__GOAL__.
Count the lines in the entries below that contain the word "knitted". Reply with the number alone.

-- BEGIN TASK INPUTS --

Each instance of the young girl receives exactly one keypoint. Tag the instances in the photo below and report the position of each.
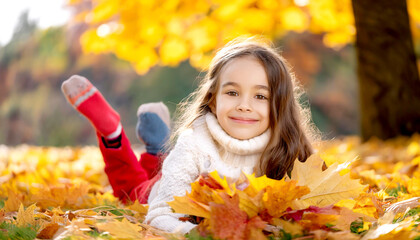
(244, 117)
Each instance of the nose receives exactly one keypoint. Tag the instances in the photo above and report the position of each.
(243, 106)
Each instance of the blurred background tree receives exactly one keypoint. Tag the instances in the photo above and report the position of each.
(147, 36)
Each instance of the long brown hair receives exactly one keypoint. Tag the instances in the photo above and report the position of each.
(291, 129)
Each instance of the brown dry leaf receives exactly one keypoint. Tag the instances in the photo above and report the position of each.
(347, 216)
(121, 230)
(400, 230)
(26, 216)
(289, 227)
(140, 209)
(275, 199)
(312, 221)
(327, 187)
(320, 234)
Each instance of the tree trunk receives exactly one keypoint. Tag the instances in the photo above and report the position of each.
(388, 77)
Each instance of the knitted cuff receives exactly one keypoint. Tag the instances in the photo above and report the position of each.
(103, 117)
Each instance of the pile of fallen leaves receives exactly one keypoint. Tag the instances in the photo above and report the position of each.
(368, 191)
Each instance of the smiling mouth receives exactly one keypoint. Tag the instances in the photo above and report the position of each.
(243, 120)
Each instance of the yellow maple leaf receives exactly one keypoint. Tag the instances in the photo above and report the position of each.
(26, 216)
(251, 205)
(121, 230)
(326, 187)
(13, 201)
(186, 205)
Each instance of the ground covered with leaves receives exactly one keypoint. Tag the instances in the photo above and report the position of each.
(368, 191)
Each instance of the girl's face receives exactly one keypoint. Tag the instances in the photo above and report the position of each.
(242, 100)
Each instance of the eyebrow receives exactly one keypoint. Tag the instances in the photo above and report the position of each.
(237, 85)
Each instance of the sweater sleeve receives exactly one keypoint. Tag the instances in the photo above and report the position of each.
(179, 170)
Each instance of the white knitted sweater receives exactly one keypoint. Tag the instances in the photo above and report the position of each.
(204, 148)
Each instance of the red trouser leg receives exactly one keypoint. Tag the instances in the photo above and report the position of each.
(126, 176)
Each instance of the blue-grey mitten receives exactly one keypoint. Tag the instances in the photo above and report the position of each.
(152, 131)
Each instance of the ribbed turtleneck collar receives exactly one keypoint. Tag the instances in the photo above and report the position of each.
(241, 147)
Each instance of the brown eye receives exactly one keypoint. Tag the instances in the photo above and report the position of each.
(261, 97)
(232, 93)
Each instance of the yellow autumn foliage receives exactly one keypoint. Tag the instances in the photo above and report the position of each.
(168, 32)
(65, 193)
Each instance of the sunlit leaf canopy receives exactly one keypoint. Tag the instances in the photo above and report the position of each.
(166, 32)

-- END TASK INPUTS --
-- BEGIN TASK INPUTS --

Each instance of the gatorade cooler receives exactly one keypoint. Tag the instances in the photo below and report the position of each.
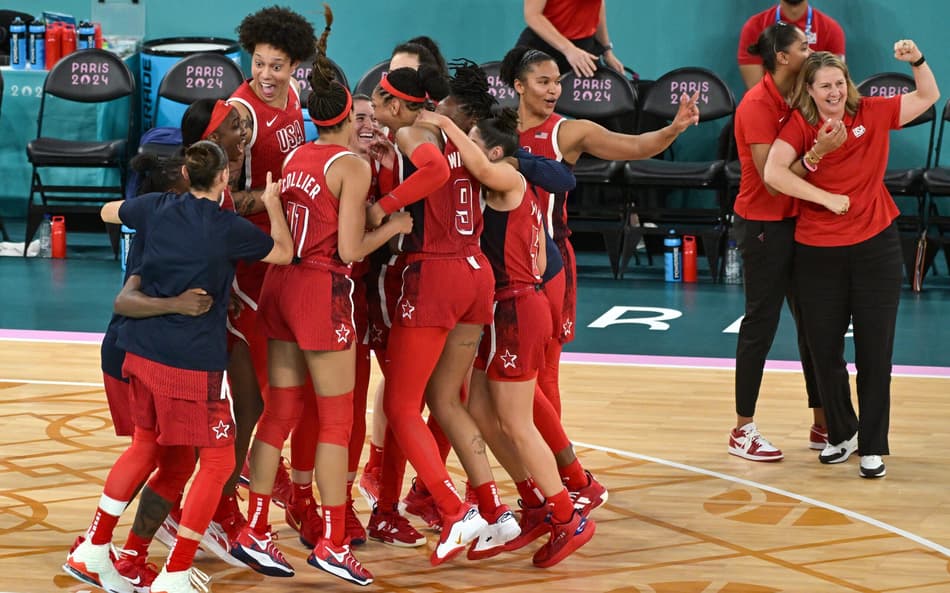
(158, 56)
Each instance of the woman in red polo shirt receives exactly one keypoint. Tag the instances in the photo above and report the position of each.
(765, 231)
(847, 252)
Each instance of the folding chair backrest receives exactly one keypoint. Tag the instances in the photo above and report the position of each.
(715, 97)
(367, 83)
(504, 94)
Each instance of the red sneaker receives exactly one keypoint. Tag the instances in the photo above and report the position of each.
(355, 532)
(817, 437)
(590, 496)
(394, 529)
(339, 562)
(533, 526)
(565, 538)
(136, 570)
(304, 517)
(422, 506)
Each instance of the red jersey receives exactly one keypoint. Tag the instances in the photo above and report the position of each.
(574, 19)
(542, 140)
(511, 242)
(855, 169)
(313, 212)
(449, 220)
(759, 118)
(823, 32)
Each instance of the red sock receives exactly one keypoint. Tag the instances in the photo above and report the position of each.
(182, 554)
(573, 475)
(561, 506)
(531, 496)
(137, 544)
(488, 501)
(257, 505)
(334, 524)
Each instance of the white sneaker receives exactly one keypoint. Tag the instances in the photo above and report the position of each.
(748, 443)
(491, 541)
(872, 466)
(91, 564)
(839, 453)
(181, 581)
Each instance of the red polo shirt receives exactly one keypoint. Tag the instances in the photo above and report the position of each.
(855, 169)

-- END TASK INPUTS --

__WRITTEN RESPONSE__.
2